*Given request*
Reproduce the passage of the vote-scraping tutorial from "Our next job" up to and including "in the code).".

*Text block*
Our next job will be to build a list of the URLs we’ll be scraping.
We’re only interesting in collecting the relevant vote numbers from each row so we can add them to the base URL (identified as https://www.ourcommons.ca/Members/en/votes/42/1/ in the code).

In [19]:
dfs_vote_list = pd.read_html("https://www.ourcommons.ca/Members/en/votes?parlSession=42-1&billDocumentTypeId=3", header=0)
vote_list = dfs_vote_list[0]
vote_list

Unnamed: 0,Vote Number,Vote Respecting,Subject,Votes (Yeas / Nays / Paired),Vote Result,Date
0,No. 1379,House Government Bill,Motion respecting Senate amendments to Bill C-...,161 / 58 / 2,Agreed To,"June 19, 2019"
1,No. 1378,House Government Bill,Motion for closure,149 / 67 / 2,Agreed To,"June 19, 2019"
2,No. 1374,House Government Bill,Motion respecting Senate amendments to Bill C-...,190 / 86 / 2,Agreed To,"June 18, 2019"
3,No. 1373,House Government Bill,Motion for closure,157 / 113 / 2,Agreed To,"June 18, 2019"
4,No. 1372,House Government Bill,"3rd reading and adoption of Bill C-102, An Act...",167 / 123 / 2,Agreed To,"June 18, 2019"

*Dataset excerpt*

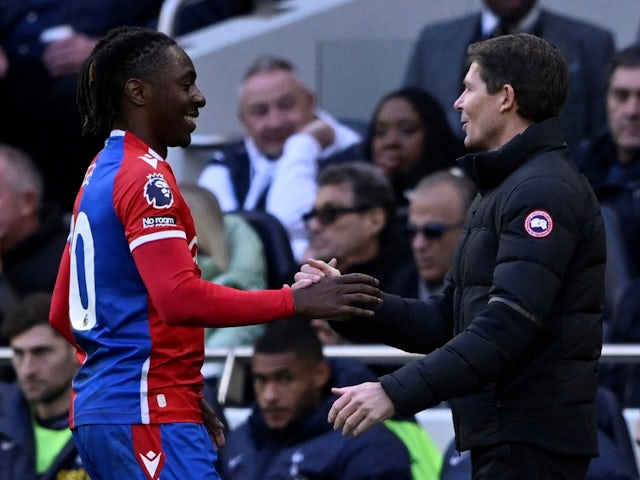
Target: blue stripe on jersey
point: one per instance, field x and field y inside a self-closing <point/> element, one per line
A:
<point x="118" y="346"/>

*Reply*
Our next job will be to build a list of the URLs we’ll be scraping.
We’re only interesting in collecting the relevant vote numbers from each row so we can add them to the base URL (identified as https://www.ourcommons.ca/Members/en/votes/42/1/ in the code).